EXERCÍCIO:
Transcreva integralmente, sem qualquer alteração, o texto fornecido abaixo sobre Abu Dardai Jongo.

O segundo líder abordado no vídeo é identificado como Abu Dardai Jongo. Informantes que conheciam Dardai quando jovem descreveram sua ascensão como comerciante local em Macomia e seu compromisso com o proselitismo para o Islão. Eles relataram que, em 2016, Dardai se ramificou em contrabando de seres humanos, movimentando pessoas através da fronteira com a Tanzânia e para o sul, para Montepuez. Dado o destino, as pessoas que ele transportou eram provavelmente mineiros artesanais de rubi, que escavavam perto da grande concessão de mineração de rubi em Montepuez. Ao retornar a Macomia depois de um período no negócio do contrabando, conhecidos disseram que o caráter de Dardai mudou, que ele se tornou “uma pessoa diferente”. Pouco depois, Dardai deixou Macomia para se juntar à insurgência.

CONTEÚDO DOS REGISTOS:
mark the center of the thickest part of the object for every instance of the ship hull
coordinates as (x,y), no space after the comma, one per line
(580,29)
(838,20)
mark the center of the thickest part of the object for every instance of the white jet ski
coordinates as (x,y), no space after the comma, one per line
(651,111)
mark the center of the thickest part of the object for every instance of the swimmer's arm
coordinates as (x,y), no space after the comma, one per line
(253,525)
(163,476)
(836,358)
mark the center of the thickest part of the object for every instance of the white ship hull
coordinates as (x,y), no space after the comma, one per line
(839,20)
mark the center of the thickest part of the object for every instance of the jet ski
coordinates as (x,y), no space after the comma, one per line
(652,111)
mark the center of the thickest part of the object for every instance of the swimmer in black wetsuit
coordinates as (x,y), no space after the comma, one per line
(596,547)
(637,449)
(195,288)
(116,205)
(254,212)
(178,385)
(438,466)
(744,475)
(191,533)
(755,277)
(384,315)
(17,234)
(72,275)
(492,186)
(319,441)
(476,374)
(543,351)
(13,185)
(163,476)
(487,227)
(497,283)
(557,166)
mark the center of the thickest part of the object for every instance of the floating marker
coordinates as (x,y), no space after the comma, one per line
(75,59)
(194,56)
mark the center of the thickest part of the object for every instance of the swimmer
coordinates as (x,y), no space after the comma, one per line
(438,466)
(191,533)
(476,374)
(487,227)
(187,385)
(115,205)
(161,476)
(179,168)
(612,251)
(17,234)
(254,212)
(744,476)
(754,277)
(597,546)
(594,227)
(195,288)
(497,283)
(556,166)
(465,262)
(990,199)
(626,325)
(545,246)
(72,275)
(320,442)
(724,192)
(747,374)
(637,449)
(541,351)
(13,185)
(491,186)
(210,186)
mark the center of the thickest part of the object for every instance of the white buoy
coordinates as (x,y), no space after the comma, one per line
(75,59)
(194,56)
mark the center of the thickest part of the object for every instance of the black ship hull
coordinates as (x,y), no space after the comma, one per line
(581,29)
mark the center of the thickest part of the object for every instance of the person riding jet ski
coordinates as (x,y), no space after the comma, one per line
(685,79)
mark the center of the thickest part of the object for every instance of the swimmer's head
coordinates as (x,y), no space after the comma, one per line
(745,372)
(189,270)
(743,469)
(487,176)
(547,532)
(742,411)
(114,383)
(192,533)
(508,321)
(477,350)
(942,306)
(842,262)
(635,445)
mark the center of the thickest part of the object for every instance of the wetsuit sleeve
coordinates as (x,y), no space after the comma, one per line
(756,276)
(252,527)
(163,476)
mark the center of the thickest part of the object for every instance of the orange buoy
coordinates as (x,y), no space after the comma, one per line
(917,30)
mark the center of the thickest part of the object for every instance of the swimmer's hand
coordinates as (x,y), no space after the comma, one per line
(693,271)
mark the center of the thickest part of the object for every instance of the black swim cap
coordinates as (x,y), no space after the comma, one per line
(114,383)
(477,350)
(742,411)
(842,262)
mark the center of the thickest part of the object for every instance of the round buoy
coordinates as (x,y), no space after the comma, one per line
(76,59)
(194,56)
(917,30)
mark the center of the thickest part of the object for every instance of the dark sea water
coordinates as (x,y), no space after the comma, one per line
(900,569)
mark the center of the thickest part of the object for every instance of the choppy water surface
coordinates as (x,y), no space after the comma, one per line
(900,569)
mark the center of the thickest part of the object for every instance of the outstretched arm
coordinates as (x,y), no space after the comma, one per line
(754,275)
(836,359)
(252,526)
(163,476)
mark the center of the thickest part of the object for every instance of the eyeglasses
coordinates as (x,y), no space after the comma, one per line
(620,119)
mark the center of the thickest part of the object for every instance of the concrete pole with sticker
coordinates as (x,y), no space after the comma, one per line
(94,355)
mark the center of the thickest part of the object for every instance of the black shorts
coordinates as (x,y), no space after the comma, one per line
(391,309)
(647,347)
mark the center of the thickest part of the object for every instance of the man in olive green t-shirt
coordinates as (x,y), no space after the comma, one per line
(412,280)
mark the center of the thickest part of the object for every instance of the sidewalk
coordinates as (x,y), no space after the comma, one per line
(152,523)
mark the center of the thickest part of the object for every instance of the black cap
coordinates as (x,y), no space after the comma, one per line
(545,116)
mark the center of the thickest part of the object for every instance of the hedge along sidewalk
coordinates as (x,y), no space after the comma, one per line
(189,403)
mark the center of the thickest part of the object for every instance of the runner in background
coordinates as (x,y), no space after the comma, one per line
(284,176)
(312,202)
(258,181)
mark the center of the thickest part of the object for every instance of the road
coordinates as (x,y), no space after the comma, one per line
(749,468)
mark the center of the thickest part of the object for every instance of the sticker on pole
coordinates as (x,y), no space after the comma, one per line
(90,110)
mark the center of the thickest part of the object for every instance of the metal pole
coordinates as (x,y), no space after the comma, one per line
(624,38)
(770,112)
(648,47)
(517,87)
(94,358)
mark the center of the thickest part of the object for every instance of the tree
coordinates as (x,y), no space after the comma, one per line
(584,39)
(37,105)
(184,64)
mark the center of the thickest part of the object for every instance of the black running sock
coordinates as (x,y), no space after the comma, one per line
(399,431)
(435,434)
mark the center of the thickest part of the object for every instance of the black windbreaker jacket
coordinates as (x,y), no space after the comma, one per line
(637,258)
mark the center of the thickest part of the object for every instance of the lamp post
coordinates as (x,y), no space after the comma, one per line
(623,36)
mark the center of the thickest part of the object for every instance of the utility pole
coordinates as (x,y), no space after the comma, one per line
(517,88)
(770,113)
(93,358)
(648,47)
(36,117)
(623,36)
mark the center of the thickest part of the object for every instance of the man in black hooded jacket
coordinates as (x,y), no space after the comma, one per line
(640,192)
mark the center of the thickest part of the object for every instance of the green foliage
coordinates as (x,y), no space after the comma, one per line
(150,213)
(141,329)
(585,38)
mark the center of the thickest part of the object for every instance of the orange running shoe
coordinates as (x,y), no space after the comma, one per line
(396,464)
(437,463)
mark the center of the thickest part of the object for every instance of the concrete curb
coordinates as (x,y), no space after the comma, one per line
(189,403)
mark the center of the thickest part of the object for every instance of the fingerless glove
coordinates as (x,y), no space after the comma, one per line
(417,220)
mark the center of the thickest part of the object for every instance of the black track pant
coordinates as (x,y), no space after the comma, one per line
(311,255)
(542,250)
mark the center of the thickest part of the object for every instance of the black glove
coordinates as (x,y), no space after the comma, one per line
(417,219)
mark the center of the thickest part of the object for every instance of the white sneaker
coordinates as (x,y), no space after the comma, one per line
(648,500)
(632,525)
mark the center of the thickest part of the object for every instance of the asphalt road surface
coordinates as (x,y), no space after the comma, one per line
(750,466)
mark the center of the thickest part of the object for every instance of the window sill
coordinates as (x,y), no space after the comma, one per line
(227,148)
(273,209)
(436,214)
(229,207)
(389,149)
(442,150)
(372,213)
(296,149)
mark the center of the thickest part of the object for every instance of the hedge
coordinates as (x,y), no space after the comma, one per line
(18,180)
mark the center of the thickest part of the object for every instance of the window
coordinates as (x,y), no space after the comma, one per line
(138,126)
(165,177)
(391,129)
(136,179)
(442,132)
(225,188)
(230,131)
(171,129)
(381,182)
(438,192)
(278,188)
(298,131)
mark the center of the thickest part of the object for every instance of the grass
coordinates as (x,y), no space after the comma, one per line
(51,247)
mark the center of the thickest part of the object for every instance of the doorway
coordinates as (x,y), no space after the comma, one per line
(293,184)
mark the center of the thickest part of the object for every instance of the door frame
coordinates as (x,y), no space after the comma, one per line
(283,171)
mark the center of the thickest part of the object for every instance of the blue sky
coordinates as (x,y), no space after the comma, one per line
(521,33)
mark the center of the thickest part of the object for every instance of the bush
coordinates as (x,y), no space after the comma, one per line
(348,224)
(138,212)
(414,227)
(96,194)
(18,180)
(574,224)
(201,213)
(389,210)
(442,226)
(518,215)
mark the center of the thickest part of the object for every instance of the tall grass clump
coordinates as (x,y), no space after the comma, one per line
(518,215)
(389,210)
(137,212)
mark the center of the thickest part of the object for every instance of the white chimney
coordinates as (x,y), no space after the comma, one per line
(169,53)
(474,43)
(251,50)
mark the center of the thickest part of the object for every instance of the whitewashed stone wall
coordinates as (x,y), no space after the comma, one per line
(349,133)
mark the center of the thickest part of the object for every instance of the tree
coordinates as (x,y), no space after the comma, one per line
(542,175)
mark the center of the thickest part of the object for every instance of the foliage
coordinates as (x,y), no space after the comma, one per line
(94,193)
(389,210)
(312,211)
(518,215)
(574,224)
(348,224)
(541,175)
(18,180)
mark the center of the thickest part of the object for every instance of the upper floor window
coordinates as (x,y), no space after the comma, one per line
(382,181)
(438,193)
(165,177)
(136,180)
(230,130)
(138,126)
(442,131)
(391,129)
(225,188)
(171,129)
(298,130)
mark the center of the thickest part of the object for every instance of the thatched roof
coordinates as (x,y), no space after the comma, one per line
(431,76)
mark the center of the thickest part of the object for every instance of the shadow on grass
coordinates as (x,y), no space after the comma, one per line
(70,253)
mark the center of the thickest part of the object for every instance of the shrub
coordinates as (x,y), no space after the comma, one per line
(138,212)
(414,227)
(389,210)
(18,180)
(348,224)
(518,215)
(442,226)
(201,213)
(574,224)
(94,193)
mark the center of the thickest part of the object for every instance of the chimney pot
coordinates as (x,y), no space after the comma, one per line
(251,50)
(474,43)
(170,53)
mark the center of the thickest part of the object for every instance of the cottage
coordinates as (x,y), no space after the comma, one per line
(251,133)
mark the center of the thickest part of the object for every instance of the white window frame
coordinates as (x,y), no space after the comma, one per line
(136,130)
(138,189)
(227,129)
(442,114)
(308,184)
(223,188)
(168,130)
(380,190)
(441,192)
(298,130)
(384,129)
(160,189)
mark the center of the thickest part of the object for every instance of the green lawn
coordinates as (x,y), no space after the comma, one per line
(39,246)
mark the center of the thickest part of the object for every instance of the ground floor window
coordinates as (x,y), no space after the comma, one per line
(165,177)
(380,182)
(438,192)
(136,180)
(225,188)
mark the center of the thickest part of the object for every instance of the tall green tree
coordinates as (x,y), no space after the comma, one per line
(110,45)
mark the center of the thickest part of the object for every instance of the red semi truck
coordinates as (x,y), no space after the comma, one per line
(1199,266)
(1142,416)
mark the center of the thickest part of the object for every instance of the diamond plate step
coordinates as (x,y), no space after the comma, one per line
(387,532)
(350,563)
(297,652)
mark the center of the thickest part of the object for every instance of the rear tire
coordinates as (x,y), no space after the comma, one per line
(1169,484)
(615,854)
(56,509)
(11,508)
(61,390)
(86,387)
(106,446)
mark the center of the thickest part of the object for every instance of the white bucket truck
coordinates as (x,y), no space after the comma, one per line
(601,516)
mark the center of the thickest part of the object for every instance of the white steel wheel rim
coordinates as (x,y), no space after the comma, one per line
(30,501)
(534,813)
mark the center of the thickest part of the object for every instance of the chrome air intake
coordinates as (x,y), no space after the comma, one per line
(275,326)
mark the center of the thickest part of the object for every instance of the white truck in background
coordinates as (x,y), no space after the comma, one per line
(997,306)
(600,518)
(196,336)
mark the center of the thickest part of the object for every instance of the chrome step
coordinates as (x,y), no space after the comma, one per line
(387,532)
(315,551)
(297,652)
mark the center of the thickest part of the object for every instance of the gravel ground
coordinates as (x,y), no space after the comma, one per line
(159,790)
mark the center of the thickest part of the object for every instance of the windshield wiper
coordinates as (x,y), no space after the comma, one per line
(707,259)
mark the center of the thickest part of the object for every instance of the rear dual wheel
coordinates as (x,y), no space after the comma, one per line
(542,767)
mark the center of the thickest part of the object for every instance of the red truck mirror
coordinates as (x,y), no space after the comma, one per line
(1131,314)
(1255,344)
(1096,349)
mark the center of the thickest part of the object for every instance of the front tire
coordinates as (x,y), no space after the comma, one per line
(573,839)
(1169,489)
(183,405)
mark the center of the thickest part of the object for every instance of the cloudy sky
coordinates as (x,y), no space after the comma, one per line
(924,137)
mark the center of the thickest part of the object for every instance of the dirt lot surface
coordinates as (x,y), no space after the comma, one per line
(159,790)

RESULTADO ABAIXO:
O segundo líder abordado no vídeo é identificado como Abu Dardai Jongo. Informantes que conheciam Dardai quando jovem descreveram sua ascensão como comerciante local em Macomia e seu compromisso com o proselitismo para o Islão. Eles relataram que, em 2016, Dardai se ramificou em contrabando de seres humanos, movimentando pessoas através da fronteira com a Tanzânia e para o sul, para Montepuez. Dado o destino, as pessoas que ele transportou eram provavelmente mineiros artesanais de rubi, que escavavam perto da grande concessão de mineração de rubi em Montepuez. Ao retornar a Macomia depois de um período no negócio do contrabando, conhecidos disseram que o caráter de Dardai mudou, que ele se tornou “uma pessoa diferente”. Pouco depois, Dardai deixou Macomia para se juntar à insurgência.